Text excerpt:

Friday, 7 March 2014

Kathleen Lynn – Irishwoman, Patriot, Doctor


Kathleen Lynn – Irishwoman, Patriot, Doctor. By Margaret Ó hÓgartaigh. The Academic Press, Dublin, 2006. pp XI+180. 

This review was written on February 2nd 2007.

Kathleen Lynn was born near Killala in Co. Mayo in 1874. She was the daughter of a Church of Ireland clergyman. The family later moved to Longford and finally her father, now a Canon, was invited by the Guinness family to care for the Cong parish in Co. Galway. Kathleen was clearly conscious of the poverty and deprivation of the local people at the end of the 19th century and she lived through much of the land wars which were then endemic. Following her primary and secondary education, she went to the Catholic University (Cecilia Street) where she qualified as a doctor and began general practice in Dublin.

Lynn soon became actively involved in the suffragette movement which brought her in contact with James Connolly who, with Theobald Wolfe Tone, was to become her political idol. She became a dedicated socialist and joined Connolly’s Irish Citizen Army. During the Rising she cared for the sick and the wounded at City Hall where the trade unionist Seán Connolly was commandant. From that time she became a fervent republican and separatist, with a loathing of the British and the British administration. Her intense commitment to separatism was to continue for the rest of her life and was to form the most radical feature of her career. She bitterly opposed the Treaty, had contempt for the Free State and its leaders, and broke with de Valera when Fianna Fail was formed and when Dev and his followers entered the Dail in 1927. With her patriotism was an obsession.

St Ultan's Infant Hospital
She sought a secular, socialist republic. She was energetic, assertive, extreme in her political views and vigorously anti-establishment. Against these, however, she devoted her life, her talents and her energy to the care of her patients and to the alleviation of poverty and disease among Dublin’s poor. She was instrumental in founding St. Ultan’s infant Hospital, driven as she was by the high infant mortality which prevailed in the city, largely caused by infective gastro-enteritis which was endemic among infants. She acquired an international reputation through her hospital initiative, her social activities and her interest in Dublin’s poor and their appalling social conditions.

She had been elected to the first Dáil in 1918 and to the Sinn Féin Executive in 1917 when she was also elected as a vice-president of Sinn Féin, but her political career ended after she was defeated in the first 1927 election, almost certainly because she persisted in refusing to recognise Dail Eireann. Soon too she retired from the local Council in Rathmines where she had been a leading member. Hence her failure to have an impact on national and local politics.

Your goal: Pick up the review of the Kathleen Lynn biography after its last sentence and continue it.

Stored data:
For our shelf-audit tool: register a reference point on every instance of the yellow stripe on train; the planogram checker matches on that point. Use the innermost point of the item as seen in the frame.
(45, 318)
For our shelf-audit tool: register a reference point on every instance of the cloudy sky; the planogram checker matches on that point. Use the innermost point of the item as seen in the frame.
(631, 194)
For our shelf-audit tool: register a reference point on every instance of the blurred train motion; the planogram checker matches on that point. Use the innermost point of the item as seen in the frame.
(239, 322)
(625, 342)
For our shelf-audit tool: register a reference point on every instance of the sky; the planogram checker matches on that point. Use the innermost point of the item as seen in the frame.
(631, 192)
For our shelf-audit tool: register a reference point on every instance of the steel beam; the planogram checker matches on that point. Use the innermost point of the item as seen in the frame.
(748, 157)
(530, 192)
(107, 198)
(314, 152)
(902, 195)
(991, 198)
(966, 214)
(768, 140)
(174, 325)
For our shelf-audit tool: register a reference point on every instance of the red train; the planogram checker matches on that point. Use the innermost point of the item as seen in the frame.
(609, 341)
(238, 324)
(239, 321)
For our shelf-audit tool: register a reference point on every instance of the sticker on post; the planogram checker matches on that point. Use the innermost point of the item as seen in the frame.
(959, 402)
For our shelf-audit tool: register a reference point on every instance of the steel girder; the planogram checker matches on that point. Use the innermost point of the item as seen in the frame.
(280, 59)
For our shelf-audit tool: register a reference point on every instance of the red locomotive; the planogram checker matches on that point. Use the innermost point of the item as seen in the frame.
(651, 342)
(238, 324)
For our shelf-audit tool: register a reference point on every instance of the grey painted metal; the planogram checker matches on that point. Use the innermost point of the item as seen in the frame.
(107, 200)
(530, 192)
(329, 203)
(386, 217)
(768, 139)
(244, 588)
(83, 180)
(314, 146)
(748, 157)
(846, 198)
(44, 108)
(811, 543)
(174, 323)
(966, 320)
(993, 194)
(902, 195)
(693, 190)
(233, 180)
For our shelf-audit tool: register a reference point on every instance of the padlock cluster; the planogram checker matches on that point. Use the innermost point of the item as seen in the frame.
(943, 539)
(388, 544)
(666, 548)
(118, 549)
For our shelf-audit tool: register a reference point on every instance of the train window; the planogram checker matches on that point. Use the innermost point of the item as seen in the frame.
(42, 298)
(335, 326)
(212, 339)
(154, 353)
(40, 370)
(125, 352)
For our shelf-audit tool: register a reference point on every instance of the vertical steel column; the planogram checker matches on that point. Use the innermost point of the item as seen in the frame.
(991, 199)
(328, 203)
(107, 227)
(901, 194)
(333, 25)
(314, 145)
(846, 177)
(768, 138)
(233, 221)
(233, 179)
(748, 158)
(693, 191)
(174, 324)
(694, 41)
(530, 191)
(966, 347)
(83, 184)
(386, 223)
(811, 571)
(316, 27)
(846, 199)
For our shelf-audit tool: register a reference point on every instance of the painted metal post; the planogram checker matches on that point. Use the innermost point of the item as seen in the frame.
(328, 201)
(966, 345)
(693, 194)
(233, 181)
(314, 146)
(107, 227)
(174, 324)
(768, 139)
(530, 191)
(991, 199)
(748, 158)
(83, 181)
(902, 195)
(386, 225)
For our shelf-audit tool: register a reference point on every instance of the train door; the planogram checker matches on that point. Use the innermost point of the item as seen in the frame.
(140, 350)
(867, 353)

Output of the exercise:
Lynn was a lifelong and intimate friend of Madeleine ffrench Mullen who shared all her political and socialist views. Lynn left a detailed diary which extended for most of her adult life and which is now deposited in the archives of the Royal College of Physicians in Ireland. Among her many interests were teaching civics, cleanliness, healthy living and the virtues of fresh air for the young, and the importance of breast feeding. She supported the An Óige movement and left her cottage in Glenmalure to that organisation at the time of her death. She was close in her thoughts to nature and to-day would be a vocal environmentalist.

1936 - unbuilt design for St Ultan's hospital
Kathleen Lynn was a remarkable woman. Like Countess Markievicz, she was born into the Protestant Anglo-Irish tradition but became intractably opposed to the Crown and the British Empire. They and their co-religionist, Maude Gonne, undoubtedly encouraged the disastrous divisions of the Civil War. After 1916 she became alienated from her father and her family for a period of about seven years but, happily, before her father’s death they were reunited. Despite her political eccentricities, she was compassionate, deeply religious and philanthropic. On the last page of the biography the author states

Lynn lived for Ireland. However, her quiet strenuous work was quickly forgotten’.

Lynn's diary
I do not accept that Kathleen Lynn has been forgotten. She was a representative of a diminishing Protestant minority in Ireland and few of her co-religionists agreed with her political and socialist views. They were unlikely to think fondly of her. However, she is remembered by Lynn House, the headquarters of the Medical Council, by the hospital she founded (now the Charlemont Clinic), by the plaque which honours her in Glenmalure and now by this excellent and very well researched biography.